=== Begin Enclosure ===
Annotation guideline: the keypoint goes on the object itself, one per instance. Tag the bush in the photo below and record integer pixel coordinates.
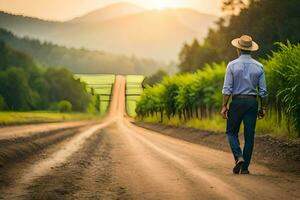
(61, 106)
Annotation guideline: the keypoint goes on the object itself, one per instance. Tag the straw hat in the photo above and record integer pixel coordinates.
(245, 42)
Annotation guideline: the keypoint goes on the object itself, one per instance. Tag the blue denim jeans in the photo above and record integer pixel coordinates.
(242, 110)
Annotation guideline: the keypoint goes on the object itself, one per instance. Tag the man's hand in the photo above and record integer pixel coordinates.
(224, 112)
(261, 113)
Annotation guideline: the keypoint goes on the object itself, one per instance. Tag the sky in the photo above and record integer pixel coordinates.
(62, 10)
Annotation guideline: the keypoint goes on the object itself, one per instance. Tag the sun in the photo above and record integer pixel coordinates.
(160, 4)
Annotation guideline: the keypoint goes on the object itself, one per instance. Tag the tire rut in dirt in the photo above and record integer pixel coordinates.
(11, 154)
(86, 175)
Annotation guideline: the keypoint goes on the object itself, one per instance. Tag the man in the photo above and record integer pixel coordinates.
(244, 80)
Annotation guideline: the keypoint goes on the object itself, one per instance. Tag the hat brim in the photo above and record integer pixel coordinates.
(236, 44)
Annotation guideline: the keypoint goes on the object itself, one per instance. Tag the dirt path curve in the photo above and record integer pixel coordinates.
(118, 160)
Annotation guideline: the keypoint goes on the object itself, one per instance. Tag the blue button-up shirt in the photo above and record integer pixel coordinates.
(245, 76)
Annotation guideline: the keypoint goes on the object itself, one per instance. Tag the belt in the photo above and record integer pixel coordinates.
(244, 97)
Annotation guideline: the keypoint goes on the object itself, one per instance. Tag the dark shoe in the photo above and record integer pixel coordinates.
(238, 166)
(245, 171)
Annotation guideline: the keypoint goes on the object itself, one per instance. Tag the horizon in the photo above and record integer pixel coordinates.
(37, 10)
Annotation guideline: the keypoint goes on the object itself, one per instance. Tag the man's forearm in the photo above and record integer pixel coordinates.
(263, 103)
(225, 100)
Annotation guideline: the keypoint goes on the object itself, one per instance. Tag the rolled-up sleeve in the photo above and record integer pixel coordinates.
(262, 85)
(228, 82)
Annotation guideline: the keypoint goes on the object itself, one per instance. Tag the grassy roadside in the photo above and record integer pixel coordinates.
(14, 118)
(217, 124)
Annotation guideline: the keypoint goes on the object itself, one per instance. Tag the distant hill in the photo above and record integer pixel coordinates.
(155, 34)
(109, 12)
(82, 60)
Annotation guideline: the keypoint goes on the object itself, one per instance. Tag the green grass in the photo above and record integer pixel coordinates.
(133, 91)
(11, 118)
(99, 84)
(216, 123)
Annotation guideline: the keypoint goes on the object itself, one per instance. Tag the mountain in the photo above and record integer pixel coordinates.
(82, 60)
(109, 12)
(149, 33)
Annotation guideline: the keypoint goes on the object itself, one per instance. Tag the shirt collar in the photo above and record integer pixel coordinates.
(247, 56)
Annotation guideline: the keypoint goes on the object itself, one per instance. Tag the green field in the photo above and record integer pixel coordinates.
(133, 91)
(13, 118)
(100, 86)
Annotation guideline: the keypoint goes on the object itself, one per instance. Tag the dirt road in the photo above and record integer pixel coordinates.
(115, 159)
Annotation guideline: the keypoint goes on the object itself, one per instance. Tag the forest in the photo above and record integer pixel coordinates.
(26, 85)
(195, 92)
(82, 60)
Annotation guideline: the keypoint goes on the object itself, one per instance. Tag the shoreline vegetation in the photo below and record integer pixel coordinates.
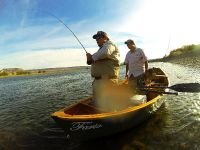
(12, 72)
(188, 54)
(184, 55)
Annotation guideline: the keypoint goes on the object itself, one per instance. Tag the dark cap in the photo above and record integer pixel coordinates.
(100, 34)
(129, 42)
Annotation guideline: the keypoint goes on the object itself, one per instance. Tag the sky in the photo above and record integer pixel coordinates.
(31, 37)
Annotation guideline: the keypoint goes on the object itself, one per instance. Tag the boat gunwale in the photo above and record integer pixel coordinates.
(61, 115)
=== End Enclosure ===
▸ WHAT TO WORK ON
Wherever an image appears, omit it; copy the rest of the records exactly.

▸ WRITTEN ANSWER
Annotation guideline: the keypoint goes on the object itself, one per instance. Tag the bush in the photo below and record integer pixel coordinates.
(61, 106)
Annotation guideline: the keypoint goes on the object itself, one per instance. Tag the straw hat in the photo above and record integer pixel coordinates.
(245, 42)
Annotation guideline: the keypoint goes on the object itself, one per instance. Tag the blue denim jeans in the photo above and record integer pixel coordinates.
(242, 110)
Annotation guideline: the keypoint goes on the object itself, one per instance. Tag the man's hand in the photo above and record integer pixel coordinates.
(224, 112)
(261, 113)
Annotation guideline: the keypoint goes on the object itself, one per instance. Tag the sky in the photo above and record integer pixel coordinates.
(62, 10)
Annotation guideline: the keypoint goes on the object itself, one per instance. Tag the sun in the photo above and record integer pixel coordinates.
(160, 4)
Annotation guideline: the keypoint goes on the object itself, one per instance. Tag the tire rut in dirt in the photo above and record integer pixel coordinates.
(11, 154)
(86, 175)
Annotation guideline: the keypoint goes on the object itself, one per instance. Tag the man in the photo above and record integer pixel coordinates.
(244, 80)
Annotation guideline: the keypoint goes on the object itself, one per instance. Tag the hat brim in the photo above and record integer pixel coordinates.
(236, 44)
Annotation guideline: the keypoint goes on the object itself, one per instance. Tag the dirt path curve in the photo above and record integer pixel coordinates.
(118, 160)
Annotation guideline: the keypoint goes on the object itself, one per instance. Tag the blue button-up shirt in the photo above and record integer pixel coordinates.
(245, 76)
Annotation guideline: the keypoint goes on the object itself, one per instance. Tag the belt in the photo above and record integer pixel coordinates.
(244, 97)
Annotation guideline: the keypoint goes on the object itself, one per instance. Tag the dark shoe in the photo above and record integer pixel coordinates.
(238, 166)
(245, 171)
Annotation guideline: the keypoint goes on the object itself, one per instance. Tag the horizon in the photo above and record integer pixel coordinates.
(37, 10)
Annotation guideline: the keypoint goes on the object itself, one per instance. Tag the man's forearm in the photo above and record integer pixel coordinates.
(263, 103)
(225, 100)
Annotation guideline: the keypoint goes on the object itself, one per instance. Tag the rolled-up sleeve in the photo above and record integer pixel coordinates.
(262, 85)
(228, 82)
Annotation guideline: the keypoint goes on the object itself, one per instance. Tag the grassy roadside in the photo above and record integer pixel coordinates.
(14, 118)
(217, 124)
Annotation guideline: the keypoint goes on the object itself, one per instance. Tag the distant hill in the photo above and record integer pixel coordinates.
(155, 34)
(109, 12)
(82, 60)
Annotation guideline: the keypoint goes on the object itself, one per instance. Tag the green grass in the photo above and record integer pixel coordinates.
(133, 91)
(11, 118)
(99, 84)
(216, 123)
Annotation guideline: the keypoint goes on the object itself, one per instance. Tag the mountain in the photo above and record integer pixel coordinates.
(82, 60)
(109, 12)
(149, 33)
Annotation guideline: the keypoint goes on the object itself, one per instance. Tag the shirt collar in the photo above and record integer pixel coordinates.
(247, 56)
Annotation guideline: the keypoint goes on the object itself, one per instance. Tag the green field in the photo above and record integer pixel coordinates.
(133, 91)
(13, 118)
(100, 86)
Annotation guideline: the keypoint goes on the object itself, one per instance. Tag the dirt road in the photo above and record integer pixel coordinates.
(115, 159)
Annotation guideline: the keypoint goes on the object itself, one per instance. Tag the forest in the photo above and record integer pixel coordinates.
(26, 85)
(195, 92)
(82, 60)
Annotation guideline: the keypoint goes on the object itself, one per instance. Tag the shoreline vegetation in the photo below and record integer pixel coordinates.
(12, 72)
(188, 54)
(184, 55)
Annotation guideline: the keypoint goes on the object itself, one per instance. Tag the dark cap in the photo above and record integer pixel coordinates.
(100, 34)
(129, 42)
Annotation guideline: the keypoint goes on the object itself, one per instance. Tag the sky in the photo above and record integer pixel coordinates.
(31, 37)
Annotation guideline: the keypoint goes on the object itself, one per instance. Tag the boat gunwale in the photo above and record integer pixel coordinates.
(61, 115)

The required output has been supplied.